Instructions for the task: List each line of the records that contains the word "every".

Excerpted data:

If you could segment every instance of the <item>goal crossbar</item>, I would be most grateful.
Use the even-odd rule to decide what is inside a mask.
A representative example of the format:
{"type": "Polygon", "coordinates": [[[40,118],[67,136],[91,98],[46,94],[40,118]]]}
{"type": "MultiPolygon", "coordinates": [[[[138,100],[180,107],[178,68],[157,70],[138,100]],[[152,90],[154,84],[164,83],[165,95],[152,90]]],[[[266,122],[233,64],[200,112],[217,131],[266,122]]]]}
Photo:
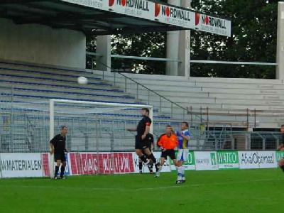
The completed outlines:
{"type": "Polygon", "coordinates": [[[50,116],[50,140],[54,136],[54,116],[55,116],[55,104],[88,104],[88,105],[99,105],[106,106],[124,106],[124,107],[133,107],[133,108],[148,108],[150,111],[149,117],[152,120],[152,125],[150,126],[150,132],[153,133],[153,106],[143,105],[143,104],[120,104],[120,103],[104,103],[87,101],[75,101],[69,99],[51,99],[49,102],[49,116],[50,116]]]}

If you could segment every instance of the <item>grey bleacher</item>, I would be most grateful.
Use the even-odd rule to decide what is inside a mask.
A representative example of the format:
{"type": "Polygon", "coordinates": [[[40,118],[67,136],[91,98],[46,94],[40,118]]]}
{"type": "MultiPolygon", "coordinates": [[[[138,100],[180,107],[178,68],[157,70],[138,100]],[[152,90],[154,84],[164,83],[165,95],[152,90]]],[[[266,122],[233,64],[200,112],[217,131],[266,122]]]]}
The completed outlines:
{"type": "MultiPolygon", "coordinates": [[[[120,87],[114,86],[111,81],[103,80],[86,70],[0,62],[1,151],[48,150],[48,114],[37,110],[25,109],[23,111],[17,106],[23,103],[48,103],[50,99],[147,104],[145,100],[136,99],[131,93],[125,92],[120,87]],[[88,84],[78,84],[77,78],[80,76],[87,77],[88,84]],[[11,105],[13,103],[13,106],[11,106],[9,103],[12,103],[11,105]],[[6,124],[5,121],[7,121],[6,124]]],[[[139,119],[138,111],[128,110],[119,114],[105,113],[100,115],[100,124],[102,125],[104,122],[111,124],[114,125],[116,131],[109,133],[107,126],[100,128],[98,141],[97,136],[94,133],[97,131],[96,122],[87,116],[75,119],[67,116],[57,119],[55,131],[58,130],[60,125],[67,124],[69,126],[72,126],[68,138],[70,150],[97,151],[99,148],[99,151],[108,151],[133,149],[134,135],[126,131],[126,126],[128,127],[135,126],[139,119]],[[123,137],[120,137],[121,134],[123,134],[123,137]],[[114,138],[114,142],[111,141],[114,138]]],[[[164,129],[165,124],[171,121],[174,124],[175,121],[171,120],[169,114],[160,114],[157,107],[154,108],[154,121],[157,124],[155,125],[156,135],[164,129]]]]}
{"type": "MultiPolygon", "coordinates": [[[[102,72],[94,72],[97,76],[102,76],[102,72]]],[[[252,127],[256,124],[258,128],[278,128],[284,123],[281,118],[284,84],[281,80],[125,75],[196,114],[202,111],[205,120],[208,110],[208,120],[212,125],[231,124],[246,128],[248,117],[252,127]]],[[[105,72],[104,76],[106,80],[113,79],[112,73],[105,72]]],[[[125,84],[124,79],[116,81],[121,87],[125,84]]],[[[129,82],[127,91],[135,94],[136,84],[129,82]]],[[[146,94],[140,98],[146,99],[146,94]]],[[[168,111],[169,106],[164,106],[168,111]]]]}

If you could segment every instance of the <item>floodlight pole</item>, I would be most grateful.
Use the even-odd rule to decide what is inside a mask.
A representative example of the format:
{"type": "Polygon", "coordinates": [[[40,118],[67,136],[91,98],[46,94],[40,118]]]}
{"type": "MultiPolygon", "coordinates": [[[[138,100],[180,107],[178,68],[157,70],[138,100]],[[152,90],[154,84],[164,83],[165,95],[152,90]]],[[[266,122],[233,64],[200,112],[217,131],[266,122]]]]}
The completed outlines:
{"type": "Polygon", "coordinates": [[[51,140],[54,136],[54,99],[49,101],[49,137],[51,140]]]}
{"type": "Polygon", "coordinates": [[[276,79],[284,80],[284,2],[278,2],[276,79]]]}

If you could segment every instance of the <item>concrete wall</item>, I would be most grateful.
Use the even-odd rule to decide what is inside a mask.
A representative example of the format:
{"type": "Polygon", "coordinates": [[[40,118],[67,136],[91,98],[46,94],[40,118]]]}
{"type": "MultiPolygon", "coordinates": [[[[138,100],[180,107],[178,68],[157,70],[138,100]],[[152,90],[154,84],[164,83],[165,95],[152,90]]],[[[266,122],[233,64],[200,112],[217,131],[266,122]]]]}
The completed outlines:
{"type": "Polygon", "coordinates": [[[84,33],[0,18],[0,59],[84,68],[84,33]]]}

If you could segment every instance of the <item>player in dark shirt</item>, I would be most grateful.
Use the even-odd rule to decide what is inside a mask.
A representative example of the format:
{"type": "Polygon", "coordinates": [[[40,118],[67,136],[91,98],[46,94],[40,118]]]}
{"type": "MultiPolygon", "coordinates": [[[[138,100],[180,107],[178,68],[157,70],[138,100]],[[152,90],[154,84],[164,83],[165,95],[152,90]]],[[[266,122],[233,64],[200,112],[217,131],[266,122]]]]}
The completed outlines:
{"type": "Polygon", "coordinates": [[[147,158],[149,158],[153,163],[155,165],[156,170],[158,170],[160,168],[160,163],[157,162],[157,160],[153,154],[151,150],[151,144],[147,137],[150,131],[150,126],[152,124],[152,121],[149,118],[149,109],[148,108],[142,109],[141,114],[142,119],[138,124],[137,127],[128,130],[137,132],[137,135],[135,138],[135,151],[137,155],[139,156],[141,160],[147,163],[147,158]]]}
{"type": "MultiPolygon", "coordinates": [[[[149,148],[150,151],[152,151],[153,148],[154,148],[154,136],[151,133],[148,133],[147,135],[148,143],[149,143],[149,148]]],[[[145,152],[143,151],[143,154],[146,155],[145,152]]],[[[143,168],[143,161],[141,158],[139,158],[139,162],[138,162],[138,165],[139,165],[139,173],[143,173],[142,168],[143,168]]],[[[151,161],[148,164],[148,168],[149,169],[150,174],[153,174],[153,162],[151,161]]]]}
{"type": "Polygon", "coordinates": [[[66,166],[65,152],[66,149],[66,135],[68,129],[66,126],[61,127],[61,132],[60,134],[55,136],[50,142],[50,153],[54,154],[54,160],[56,162],[55,172],[54,179],[58,179],[59,167],[61,165],[60,178],[64,179],[64,171],[66,166]]]}

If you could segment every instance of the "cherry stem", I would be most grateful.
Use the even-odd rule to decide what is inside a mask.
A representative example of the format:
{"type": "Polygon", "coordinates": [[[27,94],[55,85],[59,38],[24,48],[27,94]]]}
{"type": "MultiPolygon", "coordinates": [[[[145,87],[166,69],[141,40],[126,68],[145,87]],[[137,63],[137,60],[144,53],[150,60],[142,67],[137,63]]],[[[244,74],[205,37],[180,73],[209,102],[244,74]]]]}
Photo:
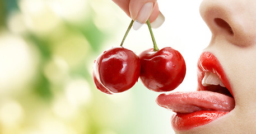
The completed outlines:
{"type": "Polygon", "coordinates": [[[150,35],[151,35],[152,40],[153,41],[153,44],[154,45],[154,51],[157,51],[159,49],[157,47],[156,40],[155,40],[154,35],[153,35],[153,32],[152,31],[151,25],[150,25],[150,20],[147,20],[147,26],[148,27],[148,29],[150,30],[150,35]]]}
{"type": "Polygon", "coordinates": [[[123,40],[122,41],[121,45],[120,45],[120,46],[122,47],[123,47],[123,44],[124,44],[124,40],[125,40],[125,38],[128,35],[129,31],[130,31],[131,28],[132,28],[132,25],[133,24],[133,22],[134,22],[134,21],[133,20],[132,20],[130,25],[129,25],[129,27],[127,28],[127,30],[126,31],[125,34],[124,35],[124,37],[123,38],[123,40]]]}

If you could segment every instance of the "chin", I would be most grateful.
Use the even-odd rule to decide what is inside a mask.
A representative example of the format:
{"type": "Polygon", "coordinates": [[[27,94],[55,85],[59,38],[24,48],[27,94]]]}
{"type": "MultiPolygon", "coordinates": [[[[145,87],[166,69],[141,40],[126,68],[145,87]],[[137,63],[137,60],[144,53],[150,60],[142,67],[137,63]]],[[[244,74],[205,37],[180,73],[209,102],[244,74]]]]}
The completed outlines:
{"type": "Polygon", "coordinates": [[[256,105],[249,102],[252,97],[243,96],[249,93],[237,92],[243,83],[234,83],[225,70],[213,53],[203,52],[198,62],[196,91],[164,93],[157,97],[159,106],[175,112],[171,119],[175,133],[256,132],[256,105]]]}

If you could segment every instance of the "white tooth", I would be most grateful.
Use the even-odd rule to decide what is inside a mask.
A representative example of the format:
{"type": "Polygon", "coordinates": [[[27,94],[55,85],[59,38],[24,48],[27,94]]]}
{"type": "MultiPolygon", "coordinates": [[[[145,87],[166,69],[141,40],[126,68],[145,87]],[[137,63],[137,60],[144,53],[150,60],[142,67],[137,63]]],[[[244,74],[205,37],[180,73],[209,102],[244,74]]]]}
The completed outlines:
{"type": "Polygon", "coordinates": [[[221,81],[220,82],[220,85],[222,87],[224,87],[224,88],[226,87],[225,87],[224,84],[223,84],[223,83],[221,81]]]}
{"type": "Polygon", "coordinates": [[[209,85],[209,84],[206,84],[206,79],[209,76],[210,74],[210,72],[206,72],[204,74],[204,76],[203,77],[203,80],[202,80],[202,85],[203,85],[203,86],[206,87],[209,85]]]}
{"type": "Polygon", "coordinates": [[[220,78],[217,75],[212,73],[210,73],[210,74],[206,79],[206,83],[210,85],[218,85],[220,81],[220,78]]]}

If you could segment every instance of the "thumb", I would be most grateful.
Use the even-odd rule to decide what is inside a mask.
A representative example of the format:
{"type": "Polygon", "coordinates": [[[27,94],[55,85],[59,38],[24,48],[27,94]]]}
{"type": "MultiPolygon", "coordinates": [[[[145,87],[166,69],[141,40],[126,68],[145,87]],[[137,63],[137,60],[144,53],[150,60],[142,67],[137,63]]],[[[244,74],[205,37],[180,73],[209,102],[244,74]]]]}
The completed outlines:
{"type": "Polygon", "coordinates": [[[131,17],[135,21],[133,26],[135,30],[139,29],[148,18],[153,22],[151,25],[153,28],[160,26],[165,20],[156,0],[130,0],[129,11],[131,17]]]}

Final answer:
If you could segment every instance of the <item>goal crossbar</item>, I would be most grateful.
If you could segment every instance of the <item>grey bleacher</item>, I would be most grateful.
If you could segment every instance of the <item>floodlight pole</item>, I would be most grateful.
If you could segment every instance of the <item>concrete wall</item>, I would be most grateful.
If you could segment every instance of the <item>player in dark shirt</item>, I would be most grateful.
If you could segment every instance of the "cherry stem", I would be most grateful.
If you could segment every instance of the "chin", I would be most grateful.
If you could segment every instance of the "white tooth", I would be most grateful.
If you could segment every instance of the "thumb", I would be most grateful.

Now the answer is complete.